## Reading passage
..............................

University is full of legends and folklore. Students scrambling to stay on top of papers, midterms and finals often look to good luck rituals and campus traditions for reassurance. Among these legends is Bob Boston, a physical education student from the 1970s, who has inspired many students over the years. Boston's legend stems from his achieving a perfect 4.0 GPA upon his graduation in 1974. Many students believe that rubbing his picture in the kinesiology complex will ensure good luck to test-takers. Gauntlet writer Amanda Hu recently tracked down Boston and got the down-low on what it's like to be a legend.
Gauntlet: So, what are you doing these days?
Bob Boston: I'm a dad [and] a grandpa. I've got four kids, three grandkids. I've been married for 37 years. I teach [at Bow Valley High School] full-time. I teach kids with learning disabilities. I absolutely am passionate about that. I also have my own business. That's kind of, in a nutshell, who I am.

..............................

Records excerpted from a collection:
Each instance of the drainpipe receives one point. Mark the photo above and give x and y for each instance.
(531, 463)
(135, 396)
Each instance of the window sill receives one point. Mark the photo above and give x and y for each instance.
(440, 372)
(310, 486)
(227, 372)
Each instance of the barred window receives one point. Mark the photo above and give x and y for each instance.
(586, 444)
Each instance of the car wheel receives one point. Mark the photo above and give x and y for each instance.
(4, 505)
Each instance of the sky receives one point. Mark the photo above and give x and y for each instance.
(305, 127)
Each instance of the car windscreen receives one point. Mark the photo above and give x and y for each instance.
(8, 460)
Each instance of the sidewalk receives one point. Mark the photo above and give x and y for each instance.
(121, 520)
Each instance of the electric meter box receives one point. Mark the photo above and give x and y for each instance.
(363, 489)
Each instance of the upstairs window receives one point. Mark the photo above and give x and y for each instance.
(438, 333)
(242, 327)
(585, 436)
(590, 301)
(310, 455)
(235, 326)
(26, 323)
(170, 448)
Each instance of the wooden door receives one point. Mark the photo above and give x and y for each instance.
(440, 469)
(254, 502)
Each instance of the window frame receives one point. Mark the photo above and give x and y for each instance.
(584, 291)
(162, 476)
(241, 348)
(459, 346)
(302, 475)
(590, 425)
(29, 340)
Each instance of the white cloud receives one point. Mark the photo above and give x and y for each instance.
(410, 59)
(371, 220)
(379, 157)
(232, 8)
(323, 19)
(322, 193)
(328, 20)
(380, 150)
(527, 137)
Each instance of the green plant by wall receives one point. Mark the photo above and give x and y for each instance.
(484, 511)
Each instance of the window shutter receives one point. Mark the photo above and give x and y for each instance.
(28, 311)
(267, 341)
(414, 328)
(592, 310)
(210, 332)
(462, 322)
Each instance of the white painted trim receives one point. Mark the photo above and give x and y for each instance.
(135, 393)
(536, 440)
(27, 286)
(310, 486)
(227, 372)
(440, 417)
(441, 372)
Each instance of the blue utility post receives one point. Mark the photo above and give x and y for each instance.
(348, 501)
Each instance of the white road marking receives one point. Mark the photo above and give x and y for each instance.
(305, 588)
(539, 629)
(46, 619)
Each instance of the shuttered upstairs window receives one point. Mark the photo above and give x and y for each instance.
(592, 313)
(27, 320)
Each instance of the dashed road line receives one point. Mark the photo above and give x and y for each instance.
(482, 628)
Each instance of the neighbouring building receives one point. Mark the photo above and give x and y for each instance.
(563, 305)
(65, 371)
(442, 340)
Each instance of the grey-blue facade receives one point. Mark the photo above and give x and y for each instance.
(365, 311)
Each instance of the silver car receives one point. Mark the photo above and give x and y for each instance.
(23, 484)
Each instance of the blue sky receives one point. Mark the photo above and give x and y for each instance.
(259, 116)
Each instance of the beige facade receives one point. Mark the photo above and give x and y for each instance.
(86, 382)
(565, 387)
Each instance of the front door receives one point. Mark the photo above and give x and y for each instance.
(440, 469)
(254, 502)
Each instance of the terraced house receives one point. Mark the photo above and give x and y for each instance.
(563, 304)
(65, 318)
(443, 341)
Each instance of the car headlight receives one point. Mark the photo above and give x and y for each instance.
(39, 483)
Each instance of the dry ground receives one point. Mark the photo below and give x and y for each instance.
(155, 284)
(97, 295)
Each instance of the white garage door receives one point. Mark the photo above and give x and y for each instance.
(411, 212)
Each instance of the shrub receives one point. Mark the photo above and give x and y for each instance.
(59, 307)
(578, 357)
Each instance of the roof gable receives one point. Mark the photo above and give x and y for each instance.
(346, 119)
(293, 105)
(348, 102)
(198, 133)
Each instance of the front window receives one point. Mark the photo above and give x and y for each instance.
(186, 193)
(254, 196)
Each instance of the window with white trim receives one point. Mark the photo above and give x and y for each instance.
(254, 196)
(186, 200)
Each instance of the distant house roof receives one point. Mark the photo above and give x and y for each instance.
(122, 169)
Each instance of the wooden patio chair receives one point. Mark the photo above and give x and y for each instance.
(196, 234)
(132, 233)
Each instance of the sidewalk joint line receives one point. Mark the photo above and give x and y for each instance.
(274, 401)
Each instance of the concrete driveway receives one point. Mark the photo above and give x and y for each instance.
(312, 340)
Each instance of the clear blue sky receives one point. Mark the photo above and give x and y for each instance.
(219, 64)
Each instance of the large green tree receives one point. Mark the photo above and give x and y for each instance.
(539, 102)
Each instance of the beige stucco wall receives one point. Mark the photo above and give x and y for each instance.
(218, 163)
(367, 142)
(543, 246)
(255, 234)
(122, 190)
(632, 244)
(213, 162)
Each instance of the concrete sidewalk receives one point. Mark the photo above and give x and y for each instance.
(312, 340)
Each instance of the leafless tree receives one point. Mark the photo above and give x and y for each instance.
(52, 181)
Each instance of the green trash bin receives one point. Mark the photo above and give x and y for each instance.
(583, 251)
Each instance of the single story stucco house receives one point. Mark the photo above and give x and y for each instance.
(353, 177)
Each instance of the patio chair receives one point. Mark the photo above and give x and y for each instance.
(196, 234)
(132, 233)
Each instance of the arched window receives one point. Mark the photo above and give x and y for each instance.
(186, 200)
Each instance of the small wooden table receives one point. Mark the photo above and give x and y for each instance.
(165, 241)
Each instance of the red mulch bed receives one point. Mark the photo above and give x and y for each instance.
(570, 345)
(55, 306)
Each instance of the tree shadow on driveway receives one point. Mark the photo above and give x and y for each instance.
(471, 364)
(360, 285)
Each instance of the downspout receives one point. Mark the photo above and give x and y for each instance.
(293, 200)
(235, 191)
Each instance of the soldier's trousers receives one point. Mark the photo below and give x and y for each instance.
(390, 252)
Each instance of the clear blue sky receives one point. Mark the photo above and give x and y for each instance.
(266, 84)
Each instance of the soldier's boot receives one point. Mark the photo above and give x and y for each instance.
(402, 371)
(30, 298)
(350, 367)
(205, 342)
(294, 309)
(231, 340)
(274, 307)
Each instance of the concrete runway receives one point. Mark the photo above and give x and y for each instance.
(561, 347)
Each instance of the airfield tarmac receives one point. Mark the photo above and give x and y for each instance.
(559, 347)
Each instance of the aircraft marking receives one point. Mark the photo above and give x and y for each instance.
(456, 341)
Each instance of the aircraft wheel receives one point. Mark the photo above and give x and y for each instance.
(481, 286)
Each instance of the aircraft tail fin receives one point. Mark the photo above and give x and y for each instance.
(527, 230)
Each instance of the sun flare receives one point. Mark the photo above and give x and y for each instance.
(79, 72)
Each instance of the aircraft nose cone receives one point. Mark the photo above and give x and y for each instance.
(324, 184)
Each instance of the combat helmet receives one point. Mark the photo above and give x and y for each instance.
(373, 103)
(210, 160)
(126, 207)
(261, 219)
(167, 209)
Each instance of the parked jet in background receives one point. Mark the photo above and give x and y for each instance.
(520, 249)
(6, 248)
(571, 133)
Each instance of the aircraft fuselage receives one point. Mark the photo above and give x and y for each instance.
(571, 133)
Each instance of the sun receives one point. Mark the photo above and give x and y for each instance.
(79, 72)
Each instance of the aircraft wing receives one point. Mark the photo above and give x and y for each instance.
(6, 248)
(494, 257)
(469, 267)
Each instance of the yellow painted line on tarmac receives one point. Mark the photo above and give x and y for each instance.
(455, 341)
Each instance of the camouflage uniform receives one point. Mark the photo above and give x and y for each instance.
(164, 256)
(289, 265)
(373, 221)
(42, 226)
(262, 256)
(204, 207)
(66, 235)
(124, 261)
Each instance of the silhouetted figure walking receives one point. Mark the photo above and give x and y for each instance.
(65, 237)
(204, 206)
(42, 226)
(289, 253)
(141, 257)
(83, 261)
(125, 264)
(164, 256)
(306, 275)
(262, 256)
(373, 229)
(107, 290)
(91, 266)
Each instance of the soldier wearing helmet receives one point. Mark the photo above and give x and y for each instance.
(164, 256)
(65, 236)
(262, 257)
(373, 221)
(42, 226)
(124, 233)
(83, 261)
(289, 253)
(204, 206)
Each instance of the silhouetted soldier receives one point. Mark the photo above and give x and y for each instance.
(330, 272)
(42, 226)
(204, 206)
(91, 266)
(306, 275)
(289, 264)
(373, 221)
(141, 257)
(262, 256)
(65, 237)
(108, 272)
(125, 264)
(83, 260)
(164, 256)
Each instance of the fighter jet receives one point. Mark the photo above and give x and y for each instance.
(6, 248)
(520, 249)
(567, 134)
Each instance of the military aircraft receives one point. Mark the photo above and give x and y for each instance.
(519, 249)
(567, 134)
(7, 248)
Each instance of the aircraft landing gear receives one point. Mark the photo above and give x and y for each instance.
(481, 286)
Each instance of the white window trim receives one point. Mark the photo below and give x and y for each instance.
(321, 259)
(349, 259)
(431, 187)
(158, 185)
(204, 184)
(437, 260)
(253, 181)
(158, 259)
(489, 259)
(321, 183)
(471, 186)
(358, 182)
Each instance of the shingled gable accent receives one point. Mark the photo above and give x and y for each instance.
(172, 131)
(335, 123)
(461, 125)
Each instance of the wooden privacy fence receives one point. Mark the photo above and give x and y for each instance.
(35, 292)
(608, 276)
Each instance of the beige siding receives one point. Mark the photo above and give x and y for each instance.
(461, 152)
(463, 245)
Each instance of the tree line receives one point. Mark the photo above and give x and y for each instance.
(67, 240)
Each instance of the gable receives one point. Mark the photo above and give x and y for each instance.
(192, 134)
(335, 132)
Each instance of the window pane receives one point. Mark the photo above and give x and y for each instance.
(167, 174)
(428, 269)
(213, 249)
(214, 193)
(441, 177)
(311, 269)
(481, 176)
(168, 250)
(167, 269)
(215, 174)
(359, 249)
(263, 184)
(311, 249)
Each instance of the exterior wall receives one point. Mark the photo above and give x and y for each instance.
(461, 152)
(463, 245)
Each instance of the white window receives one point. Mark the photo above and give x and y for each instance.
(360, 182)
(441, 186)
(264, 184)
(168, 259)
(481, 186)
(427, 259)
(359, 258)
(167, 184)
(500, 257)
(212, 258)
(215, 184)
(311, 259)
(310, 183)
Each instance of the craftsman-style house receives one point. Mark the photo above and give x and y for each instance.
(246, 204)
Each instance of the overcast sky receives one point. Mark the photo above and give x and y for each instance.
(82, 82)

..............................

## Stated exercise A
Translate this sentence from the Bob Boston interview into Spanish: "I teach kids with learning disabilities."
## Stated exercise B
Pick up the Bob Boston interview after its last line and carry it forward.

## Final result A
Enseño a niños con dificultades de aprendizaje.

## Final result B
I love sports still. I was in the kinesiology-or phys. ed. department, as it was called back then-so I'm still a jock. I'm totally into health. That doesn't mean I'm fit, though. I'm not a smoker, but I used to be. We won't say what [I smoked], of course. See, I was at the tail-end of the hippie movement because I was sort of a wannabe hippie. I had the hair, of course you've seen the hair, most of the hair on the sides. I've run into tons of people who say to me, "Are you Bob Boston?" Even teachers here on staff who went to the University of Calgary didn't know I was the Bob Boston, the myth.
G: Tell me a little about your university days. What were you involved in on campus?
BB: Besides drinking and partying? Those were many, many moons ago, so I have a vague memory. I have a recurring nightmare still to this day of university. That nightmare is that I'm showing up to my last class of my course and I have to write an exam and I'm in my pajamas.
G: You're a rez kid!
BB: I was in rez for a year or two. It was a great experience for me. The way I got to university isn't all that glamorous. It was really just my mom saying, "You're going to university and that's it." But honestly, in university it just was a lot of partying. Back then, that's what it was. There are some things I'm ashamed of, but we won't go into that.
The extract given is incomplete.